The token tax in document AI

The number that retired "it's software, so 80% margin"

For two decades the most reliable fact about a software business was its gross margin. You sold the same product to the next customer at roughly zero marginal cost, and so the textbook number settled in the 75–85% range — high enough that the rest of the model, the revenue multiple included, was built on top of it as an assumption nobody bothered to restate. The agentic cycle quietly removed the assumption. When the product is an agent that reasons before it acts, serving the next unit of work is not free: every decision burns tokens, and those tokens are a bill from a frontier provider that arrives every month. The most useful way to name what that does to the model is a tax — a token tax — because it is levied on the thing you sell, scales with usage, and cannot be waved away by selling harder.

The size of it is what reorganised board decks this year. A business that would have reported 80% gross margin as classic SaaS reports something in the 50–60% band once inference is counted honestly, and the gap is not a rounding error — it is on the order of 30 points of margin that simply is not there. The precise figure varies by workload and is argued about, as every headline number is, but the direction is not in dispute by anyone who has read an agentic company's actual cost of revenue. The interesting question is not "is the margin lower" — the close already says it is — but "what does a 30-point structural gap change", and the answer reaches further up the model than most teams expect.

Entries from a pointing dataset
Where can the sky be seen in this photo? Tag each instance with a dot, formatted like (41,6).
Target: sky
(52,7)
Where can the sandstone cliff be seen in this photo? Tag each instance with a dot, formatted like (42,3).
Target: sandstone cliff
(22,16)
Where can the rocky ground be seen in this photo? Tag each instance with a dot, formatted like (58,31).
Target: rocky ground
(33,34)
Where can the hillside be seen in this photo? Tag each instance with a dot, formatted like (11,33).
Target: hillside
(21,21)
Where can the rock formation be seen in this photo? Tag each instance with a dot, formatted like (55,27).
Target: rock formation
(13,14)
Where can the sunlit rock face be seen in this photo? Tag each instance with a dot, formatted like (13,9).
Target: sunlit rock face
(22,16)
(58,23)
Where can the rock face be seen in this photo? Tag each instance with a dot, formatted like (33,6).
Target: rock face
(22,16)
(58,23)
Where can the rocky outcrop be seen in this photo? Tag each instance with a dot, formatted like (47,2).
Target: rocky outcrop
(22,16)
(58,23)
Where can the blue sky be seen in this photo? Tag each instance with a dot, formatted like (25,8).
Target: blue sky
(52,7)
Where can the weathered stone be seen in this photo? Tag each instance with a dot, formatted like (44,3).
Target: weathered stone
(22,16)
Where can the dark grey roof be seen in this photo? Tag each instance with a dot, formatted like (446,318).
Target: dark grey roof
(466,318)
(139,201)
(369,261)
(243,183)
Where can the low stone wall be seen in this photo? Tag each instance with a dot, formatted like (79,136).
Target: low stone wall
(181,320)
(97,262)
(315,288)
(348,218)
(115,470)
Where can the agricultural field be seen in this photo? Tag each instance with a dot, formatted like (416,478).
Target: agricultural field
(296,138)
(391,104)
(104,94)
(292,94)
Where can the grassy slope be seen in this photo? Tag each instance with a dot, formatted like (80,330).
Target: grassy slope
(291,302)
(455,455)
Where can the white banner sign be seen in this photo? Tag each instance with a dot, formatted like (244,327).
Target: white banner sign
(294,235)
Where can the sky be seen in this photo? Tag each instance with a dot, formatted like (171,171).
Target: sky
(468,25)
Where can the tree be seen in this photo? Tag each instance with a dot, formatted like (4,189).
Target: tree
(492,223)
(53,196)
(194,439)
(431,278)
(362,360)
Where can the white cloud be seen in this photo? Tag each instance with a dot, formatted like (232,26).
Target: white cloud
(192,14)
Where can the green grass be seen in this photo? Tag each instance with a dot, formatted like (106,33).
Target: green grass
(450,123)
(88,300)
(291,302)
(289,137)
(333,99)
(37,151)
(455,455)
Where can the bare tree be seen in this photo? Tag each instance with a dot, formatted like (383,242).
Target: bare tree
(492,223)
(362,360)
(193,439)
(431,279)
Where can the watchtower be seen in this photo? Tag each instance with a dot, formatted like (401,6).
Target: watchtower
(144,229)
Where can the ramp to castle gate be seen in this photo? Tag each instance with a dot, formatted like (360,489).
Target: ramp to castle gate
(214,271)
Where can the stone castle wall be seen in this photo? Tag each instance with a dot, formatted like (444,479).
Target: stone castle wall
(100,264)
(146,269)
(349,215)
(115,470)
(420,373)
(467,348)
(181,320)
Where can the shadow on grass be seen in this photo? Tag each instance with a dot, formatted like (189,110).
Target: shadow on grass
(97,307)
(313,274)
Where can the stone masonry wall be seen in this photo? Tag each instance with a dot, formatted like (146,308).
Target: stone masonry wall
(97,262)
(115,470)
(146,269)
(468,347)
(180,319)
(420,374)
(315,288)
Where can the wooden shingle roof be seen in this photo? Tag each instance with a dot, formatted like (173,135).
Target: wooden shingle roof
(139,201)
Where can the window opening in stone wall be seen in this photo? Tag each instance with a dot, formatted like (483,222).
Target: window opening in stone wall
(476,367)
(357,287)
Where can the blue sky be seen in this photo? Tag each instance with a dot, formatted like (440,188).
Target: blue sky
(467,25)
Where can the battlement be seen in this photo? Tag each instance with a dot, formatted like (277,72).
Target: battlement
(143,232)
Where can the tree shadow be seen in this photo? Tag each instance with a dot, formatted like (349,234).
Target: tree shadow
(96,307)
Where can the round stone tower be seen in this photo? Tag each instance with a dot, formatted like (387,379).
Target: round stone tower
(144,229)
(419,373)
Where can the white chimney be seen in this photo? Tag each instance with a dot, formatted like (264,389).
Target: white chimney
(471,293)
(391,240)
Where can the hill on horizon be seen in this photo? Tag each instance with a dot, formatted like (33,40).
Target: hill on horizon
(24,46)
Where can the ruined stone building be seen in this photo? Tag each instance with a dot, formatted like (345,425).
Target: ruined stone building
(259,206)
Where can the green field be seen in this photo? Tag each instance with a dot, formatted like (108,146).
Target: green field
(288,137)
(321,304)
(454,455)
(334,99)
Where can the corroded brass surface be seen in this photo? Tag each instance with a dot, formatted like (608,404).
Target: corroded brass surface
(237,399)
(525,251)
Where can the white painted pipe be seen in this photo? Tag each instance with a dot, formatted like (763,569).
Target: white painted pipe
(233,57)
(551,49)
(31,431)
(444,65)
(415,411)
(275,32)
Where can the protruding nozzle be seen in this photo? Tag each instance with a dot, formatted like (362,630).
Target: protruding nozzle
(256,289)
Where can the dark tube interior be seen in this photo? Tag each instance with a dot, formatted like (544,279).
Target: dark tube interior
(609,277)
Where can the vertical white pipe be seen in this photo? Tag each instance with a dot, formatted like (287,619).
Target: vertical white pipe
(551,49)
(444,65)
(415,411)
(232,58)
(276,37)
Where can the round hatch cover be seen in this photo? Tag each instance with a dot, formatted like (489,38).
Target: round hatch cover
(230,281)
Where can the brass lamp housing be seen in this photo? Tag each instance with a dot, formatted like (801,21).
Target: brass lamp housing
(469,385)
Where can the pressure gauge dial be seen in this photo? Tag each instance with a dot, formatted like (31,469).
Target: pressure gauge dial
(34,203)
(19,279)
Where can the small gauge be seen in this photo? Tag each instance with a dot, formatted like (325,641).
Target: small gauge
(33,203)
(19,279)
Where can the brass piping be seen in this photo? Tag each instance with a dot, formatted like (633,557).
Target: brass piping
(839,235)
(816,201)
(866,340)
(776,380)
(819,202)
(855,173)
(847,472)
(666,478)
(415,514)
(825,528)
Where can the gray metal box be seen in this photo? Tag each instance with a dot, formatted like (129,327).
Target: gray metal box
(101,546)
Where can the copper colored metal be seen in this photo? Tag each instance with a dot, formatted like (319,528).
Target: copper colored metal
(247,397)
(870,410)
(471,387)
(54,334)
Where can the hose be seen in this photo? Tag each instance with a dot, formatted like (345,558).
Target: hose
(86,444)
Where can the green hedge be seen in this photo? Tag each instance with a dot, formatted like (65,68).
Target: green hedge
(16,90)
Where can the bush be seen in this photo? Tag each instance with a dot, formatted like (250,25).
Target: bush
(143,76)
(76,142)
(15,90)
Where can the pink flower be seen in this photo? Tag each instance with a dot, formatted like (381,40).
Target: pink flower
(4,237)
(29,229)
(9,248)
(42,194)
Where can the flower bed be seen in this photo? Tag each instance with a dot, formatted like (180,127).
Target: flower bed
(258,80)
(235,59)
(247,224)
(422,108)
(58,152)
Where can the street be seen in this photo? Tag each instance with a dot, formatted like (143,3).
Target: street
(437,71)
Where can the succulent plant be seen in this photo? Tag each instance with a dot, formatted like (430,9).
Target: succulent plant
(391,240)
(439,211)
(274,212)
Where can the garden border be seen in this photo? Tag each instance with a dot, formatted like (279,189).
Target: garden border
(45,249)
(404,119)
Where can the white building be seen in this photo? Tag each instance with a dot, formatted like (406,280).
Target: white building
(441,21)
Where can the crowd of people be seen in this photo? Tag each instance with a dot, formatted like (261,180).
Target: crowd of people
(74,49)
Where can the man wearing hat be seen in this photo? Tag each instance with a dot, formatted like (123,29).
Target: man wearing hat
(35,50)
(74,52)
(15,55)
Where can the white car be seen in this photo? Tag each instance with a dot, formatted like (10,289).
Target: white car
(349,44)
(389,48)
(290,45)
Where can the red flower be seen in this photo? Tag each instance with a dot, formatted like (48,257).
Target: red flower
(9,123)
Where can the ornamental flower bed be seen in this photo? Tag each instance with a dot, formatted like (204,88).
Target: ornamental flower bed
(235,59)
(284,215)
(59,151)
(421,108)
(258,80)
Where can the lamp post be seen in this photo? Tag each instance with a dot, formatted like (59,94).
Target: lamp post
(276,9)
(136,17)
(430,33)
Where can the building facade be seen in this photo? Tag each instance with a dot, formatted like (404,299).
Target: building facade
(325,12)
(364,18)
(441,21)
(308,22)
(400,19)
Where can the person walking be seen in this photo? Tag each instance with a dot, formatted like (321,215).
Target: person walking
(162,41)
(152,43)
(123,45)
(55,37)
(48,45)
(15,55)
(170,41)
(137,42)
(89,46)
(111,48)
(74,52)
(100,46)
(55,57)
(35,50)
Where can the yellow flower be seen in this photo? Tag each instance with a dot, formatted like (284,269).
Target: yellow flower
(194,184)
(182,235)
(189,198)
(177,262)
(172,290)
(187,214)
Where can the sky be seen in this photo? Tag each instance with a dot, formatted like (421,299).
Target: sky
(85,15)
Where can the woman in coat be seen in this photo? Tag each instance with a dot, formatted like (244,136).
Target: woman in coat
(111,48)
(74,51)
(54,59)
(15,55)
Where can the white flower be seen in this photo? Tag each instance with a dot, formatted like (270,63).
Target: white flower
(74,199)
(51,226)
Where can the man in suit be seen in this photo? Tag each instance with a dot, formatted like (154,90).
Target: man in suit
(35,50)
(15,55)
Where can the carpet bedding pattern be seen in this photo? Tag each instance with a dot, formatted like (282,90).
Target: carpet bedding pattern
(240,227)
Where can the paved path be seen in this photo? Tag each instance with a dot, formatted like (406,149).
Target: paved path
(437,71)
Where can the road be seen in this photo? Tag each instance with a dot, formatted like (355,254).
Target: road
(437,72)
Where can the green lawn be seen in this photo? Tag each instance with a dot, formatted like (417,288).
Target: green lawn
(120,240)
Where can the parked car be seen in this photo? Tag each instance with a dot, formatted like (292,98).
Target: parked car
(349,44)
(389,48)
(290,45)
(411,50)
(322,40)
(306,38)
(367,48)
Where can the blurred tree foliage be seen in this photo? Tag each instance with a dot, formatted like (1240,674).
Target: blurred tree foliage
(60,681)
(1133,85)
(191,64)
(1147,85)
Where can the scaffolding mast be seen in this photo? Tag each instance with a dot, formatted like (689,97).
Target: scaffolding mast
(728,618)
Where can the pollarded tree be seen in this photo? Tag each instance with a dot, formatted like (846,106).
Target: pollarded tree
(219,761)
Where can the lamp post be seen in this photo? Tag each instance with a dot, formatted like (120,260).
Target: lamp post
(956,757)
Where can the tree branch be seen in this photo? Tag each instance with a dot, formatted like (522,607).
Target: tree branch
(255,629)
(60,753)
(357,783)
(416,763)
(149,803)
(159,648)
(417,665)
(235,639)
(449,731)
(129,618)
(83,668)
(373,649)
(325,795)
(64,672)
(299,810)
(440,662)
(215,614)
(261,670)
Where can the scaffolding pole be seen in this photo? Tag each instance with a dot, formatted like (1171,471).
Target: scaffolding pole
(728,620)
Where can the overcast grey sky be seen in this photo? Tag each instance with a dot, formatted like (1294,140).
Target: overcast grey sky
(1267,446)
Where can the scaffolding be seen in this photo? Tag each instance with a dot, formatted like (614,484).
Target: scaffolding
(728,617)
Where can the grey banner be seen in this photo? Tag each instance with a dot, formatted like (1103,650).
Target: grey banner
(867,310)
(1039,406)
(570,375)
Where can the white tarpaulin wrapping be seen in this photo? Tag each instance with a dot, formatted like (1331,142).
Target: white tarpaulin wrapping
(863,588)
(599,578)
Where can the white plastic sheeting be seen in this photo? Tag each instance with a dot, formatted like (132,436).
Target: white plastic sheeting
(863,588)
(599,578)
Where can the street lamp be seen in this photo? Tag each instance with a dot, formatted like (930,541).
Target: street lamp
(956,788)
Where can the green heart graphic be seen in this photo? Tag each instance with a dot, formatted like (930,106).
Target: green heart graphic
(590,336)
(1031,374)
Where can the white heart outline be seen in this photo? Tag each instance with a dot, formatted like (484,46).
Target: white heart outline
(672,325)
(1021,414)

§ **What the exercise asks**
Carry on the article about the token tax on software margins, picking up right after its final sentence.

§ **Written answer**
A token tax is not an operating expense you optimise next quarter. It is a cost of goods sold you carry from the first contract. SaaS earned its multiple on a margin agentic software does not start with.

Why inference is COGS, not an expense you can wave away

The first mistake is filing inference under the wrong line. A lot of early agentic P&Ls treated model spend as an R&D or infrastructure cost — a fixed bet on building the product — because that is where cloud compute lived in the SaaS era. Inference does not behave that way. It is variable, it is per-transaction, and it rises with exactly the thing you are billing for. That is the textbook definition of cost of goods sold, and putting it anywhere else does not make it cheaper; it only makes the gross margin on the slide a fiction that the first audited close corrects in public.

This is the same physics we wrote about from the supply side in the compute moat and the inference-margin question — the cost of serving an intelligent output is a real, recurring line, not a one-time build. The good news, such as it is, is that the input price keeps moving in your favour: the price of frontier inference keeps resetting downward, which lifts the floor over time. The bad news is that the same period made models that think before they answer the default for hard work, and a reasoning call costs several times a classic completion. Falling unit price and rising tokens-per-task are pulling in opposite directions, and the net is a margin that is structurally lower than SaaS and noisier quarter to quarter. You manage that. You do not assume it away.

Where the token tax actually comes from

The tax is not one charge; it is a stack of them, and naming the layers is the start of controlling them. A classic SaaS request returns a row from a database. An agentic request runs a loop: it reads the document, plans, calls the model to reason, calls it again to check itself, retrieves context, and often does the whole circuit more than once before it is confident enough to act. Each turn of that loop is a metered call, and autonomy is precisely the dial that adds turns. The table below is the same unit of work — "handle one document" — priced as a SaaS feature and as an agentic flow, so the gap is visible rather than asserted.

Cost line	Classic SaaS	Agentic flow
Compute per request	A query against a database — fractions of a cent, effectively fixed.	Several metered model calls per task, variable and rising with autonomy.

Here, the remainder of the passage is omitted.